**Problem 1**
In the depression outcomes write-up, list the domains whose 50% improvement is checked for overlap with a 50% reduction in depressive symptoms.
**Problem 2**
Pick up the depression outcomes write-up after its last line and carry it on.

**Extracted text**
--

Sin-Ying (Alina) Lin · August 29, 2022

Descriptive OutcomeMetrics

When discussing treatment outcomes, we tend to focus solely on symptom reduction. We typically assume that other aspects of improvements always follow core symptom reduction. However, researchers rarely examine the overlaps between core symptom reduction and different types of outcome improvements.

Here, we examined whether other types of outcome improvements follow core symptom reduction (here, depressive symptoms) in patients with depression after completing a partial hospital program.

We define clinically significant improvement as 50% of improvement in one measured domain.

We examined the overlaps of individuals with 50% improvement in reduction of depressive symptoms with 50% of improvements in:

Reduction of non-depressive symptoms
Positive mental health
Functioning
Well-being

We also compared the global patient rating of overall improvement in each response group:

Responders to both domains (i.e., reduction of depressive symptoms and another measured domain)
Responders to depressive symptom reduction only
Responders to the other domain only
Non-responders to both domains

Load Packages

import pandas as pd
from dfply import *
import numpy as np
from plotnine import *
import statsmodels.api as sm
from statsmodels.formula.api import ols
from scipy.stats import ttest_ind

Customize Notebook Displays

pd.options.display.max_seq_items=300
pd.options.mode.chained_assignment = None  # default='warn'
warnings.simplefilter(action='ignore', category=FutureWarning)
warnings.simplefilter(action="ignore", category=SettingWithCopyWarning)

--

**Provided material**
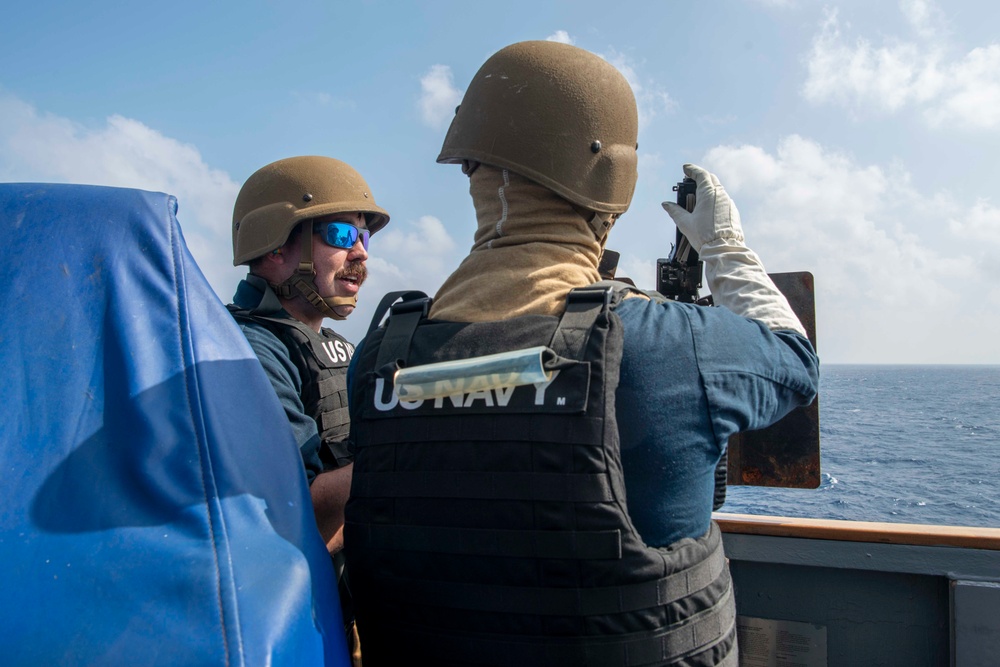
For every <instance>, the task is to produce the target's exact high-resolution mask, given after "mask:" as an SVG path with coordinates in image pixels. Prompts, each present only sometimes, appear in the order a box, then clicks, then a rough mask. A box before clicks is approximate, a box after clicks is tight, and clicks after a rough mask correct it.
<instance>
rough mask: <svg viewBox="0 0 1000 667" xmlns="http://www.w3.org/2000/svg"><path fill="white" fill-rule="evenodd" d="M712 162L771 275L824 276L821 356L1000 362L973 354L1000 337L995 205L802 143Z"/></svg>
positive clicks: (822, 302)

--

**Answer space 1**
Reduction of non-depressive symptoms
Positive mental health
Functioning
Well-being

**Answer space 2**
Load Datasets

#RDQ: Different Types of Treatment Outcomes
rdqPre = pd.read_spss('../Data/PrePostMeasures/RDQPre_1.sav') #Pre-treatment
rdqPost = pd.read_spss('../Data/PrePostMeasures/RDQPost_1.sav') #Post-treatment

#Discharge Package: Patient perceived satisfaction & Improvement 
satOld = pd.read_spss('../Data/PHPSatisfaction/EndofTreatmentSurveyData/EOT Verfication_1.sav')#Old data before 2020
satNew = pd.read_spss('../Data/DischargePacket/2022-06-06 dc.sav') #New data after 2020
#We swtiched the platform for data collection in 2020 so we have two separate datasets

#Diagnosis
dx = pd.read_spss('../Data/DemosDx/Diagnosis_1.sav') 

#Demographics
demo = pd.read_spss('../Data/DemosDx/Demographics Form_1.sav')

Preprocess Data

#Change ID type from float to object
rdqPre.ID1 = rdqPre.ID1.astype('object') 
rdqPost.ID1 = rdqPost.ID1.astype('object') 

#Replace text with level orders 
rdqPre = rdqPre.replace(
    {'not at all or rarely true': 0, 'sometimes true': 1, 'often or almost always true': 2})
rdqPost = rdqPost.replace(
    {'not at all or rarely true': 0, 'sometimes true': 1, 'often or almost always true': 2})

#Convert reverse items in RDQ
for i in [29,30,48,49,50,51,52] :
    colname1 = 'rdqpre_' + str(i) + '_1'
    colname2 = 'rdqpost_' + str(i) + '_1'
    rdqPre[colname1] = abs(rdqPre[colname1].astype('float') - 2)
    rdqPost[colname2] = abs(rdqPost[colname2].astype('float') - 2)
    
#Rename variables to ensure consistency between the old and new datasets of the global rating of improvement
satGlobalOld = satOld.loc[:,['PHP_ID_1', 'IMPRV_1']].rename(columns = {'PHP_ID_1': 'ID1','IMPRV_1': 'imprv1'})
satGlobalNew = satNew.loc[:,['id1', 'imprv_1']].rename(columns = {'id1': 'ID1','imprv_1': 'imprv1'})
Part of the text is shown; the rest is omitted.